Polychromic Objectives for Reinforcement Learning¶

Conference: ICLR 2026
OpenReview: https://openreview.net/forum?id=zzTQISAGUp
Code: TBD
Area: Reinforcement Learning / RLFT / Exploration
Keywords: RL Fine-tuning, Entropy Collapse, Diversity Exploration, Set RL, Vine Sampling, PPO

TL;DR¶

To address the problem where Reinforcement Learning Fine-tuning (RLFT) tends to collapse the policy into a few high-reward behaviors and discard the diversity of the pre-trained model, this paper proposes "polychromic objectives." This method couples reward with diversity, assigning high scores only to sets of trajectories that are both "successful and diverse." By integrating vine sampling and set-shared advantages into PPO (Polychromic PPO), the method achieves higher success rates, greater pass@k coverage, and stronger perturbation robustness across BabyAI, Minigrid, and Algorithmic Creativity tasks.

Background & Motivation¶

Background: Reinforcement Learning Fine-tuning (RLFT) has become the mainstream approach for aligning pre-trained large models to downstream tasks, forming the basis for instruction following and complex reasoning in LLMs. Pre-trained distributions, trained on massive datasets, carry a large set of "promising but unrefined" diverse strategies. The role of RLFT should be to reinforce those strategies that are more reliable and yield higher returns.

Limitations of Prior Work: In practice, RLFT often suffers from entropy collapse. Instead of expanding its repertoire, the fine-tuned policy concentrates probability mass on a few high-reward behaviors already present and easily exploitable in the pre-trained distribution, sacrificing entropy and diversity. This is most evident in the pass@n metric: when $n$ is large, the RL-fine-tuned model often underperforms compared to the original pre-trained model because the latter preserves higher diversity. Diversity is crucial for generalizing to new tasks and scaling test-time compute (sampling multiple times and selecting the best).

Key Challenge: An inherent trade-off exists between diversity and accuracy. The objective of standard RL is to "maximize the likelihood of the single best trajectory," which naturally pushes probability mass toward one or two winner trajectories. Standard regularizations like entropy bonuses only create token-level or local stochastic jitter, failing to achieve semantic-level or trajectory-level exploration, and are easily overshadowed by the primary RL objective.

==*==

— Your tasks —
A: Translate this sentence from the summary of polychromic objectives into Spanish: "Diversity is crucial for generalizing to new tasks and scaling test-time compute (sampling multiple times and selecting the best)."
B: From the summary of polychromic objectives, extract everything from "To address the" down to "Algorithmic Creativity tasks.", with no changes.

— Dataset content —
==*==

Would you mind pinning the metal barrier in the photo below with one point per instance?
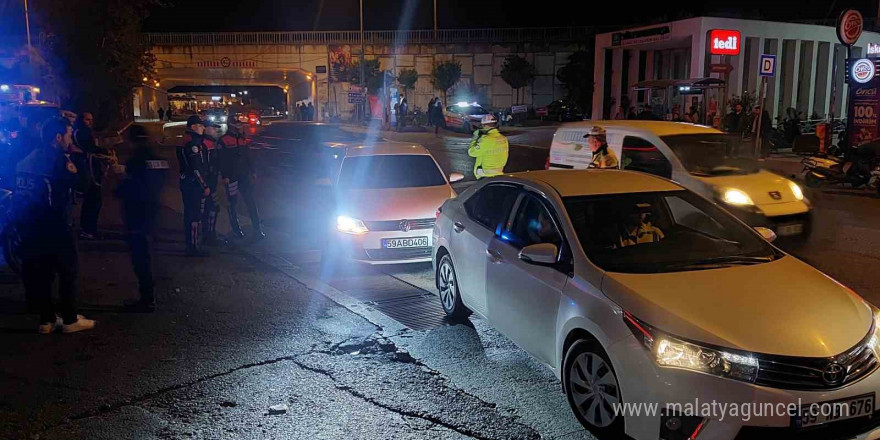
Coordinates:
(446, 36)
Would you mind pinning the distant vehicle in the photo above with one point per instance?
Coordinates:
(560, 110)
(698, 158)
(387, 196)
(464, 116)
(216, 115)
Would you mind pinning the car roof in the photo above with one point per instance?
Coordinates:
(570, 183)
(659, 128)
(386, 148)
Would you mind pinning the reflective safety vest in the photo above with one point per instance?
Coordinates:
(490, 151)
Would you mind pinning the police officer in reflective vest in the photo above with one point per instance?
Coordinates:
(193, 186)
(489, 147)
(145, 175)
(239, 177)
(212, 203)
(45, 180)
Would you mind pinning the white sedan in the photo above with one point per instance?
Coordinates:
(387, 196)
(636, 291)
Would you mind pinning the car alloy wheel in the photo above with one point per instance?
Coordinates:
(447, 286)
(592, 389)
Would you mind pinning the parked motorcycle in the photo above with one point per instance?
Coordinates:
(859, 167)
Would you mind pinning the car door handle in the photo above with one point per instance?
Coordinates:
(458, 227)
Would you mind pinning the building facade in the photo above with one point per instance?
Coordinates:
(809, 72)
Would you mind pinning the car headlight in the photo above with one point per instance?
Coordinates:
(350, 225)
(736, 197)
(670, 352)
(796, 190)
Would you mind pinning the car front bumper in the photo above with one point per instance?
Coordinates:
(367, 248)
(643, 382)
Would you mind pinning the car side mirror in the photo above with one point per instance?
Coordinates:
(541, 253)
(767, 233)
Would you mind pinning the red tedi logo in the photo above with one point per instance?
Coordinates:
(724, 42)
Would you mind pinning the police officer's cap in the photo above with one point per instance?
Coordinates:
(193, 120)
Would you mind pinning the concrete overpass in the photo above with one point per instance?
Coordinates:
(302, 63)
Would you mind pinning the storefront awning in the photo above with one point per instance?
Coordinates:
(693, 83)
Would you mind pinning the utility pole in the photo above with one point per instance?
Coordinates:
(363, 61)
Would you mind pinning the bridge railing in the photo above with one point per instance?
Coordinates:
(445, 36)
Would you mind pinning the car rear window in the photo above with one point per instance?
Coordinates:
(389, 171)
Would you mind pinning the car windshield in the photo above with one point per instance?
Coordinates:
(310, 133)
(712, 154)
(660, 232)
(389, 171)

==*==

— Task-by-task answers —
A: La diversidad es crucial para generalizar a nuevas tareas y para escalar el cómputo en tiempo de prueba (muestrear varias veces y seleccionar el mejor).

B:
To address the problem where Reinforcement Learning Fine-tuning (RLFT) tends to collapse the policy into a few high-reward behaviors and discard the diversity of the pre-trained model, this paper proposes "polychromic objectives." This method couples reward with diversity, assigning high scores only to sets of trajectories that are both "successful and diverse." By integrating vine sampling and set-shared advantages into PPO (Polychromic PPO), the method achieves higher success rates, greater pass@k coverage, and stronger perturbation robustness across BabyAI, Minigrid, and Algorithmic Creativity tasks.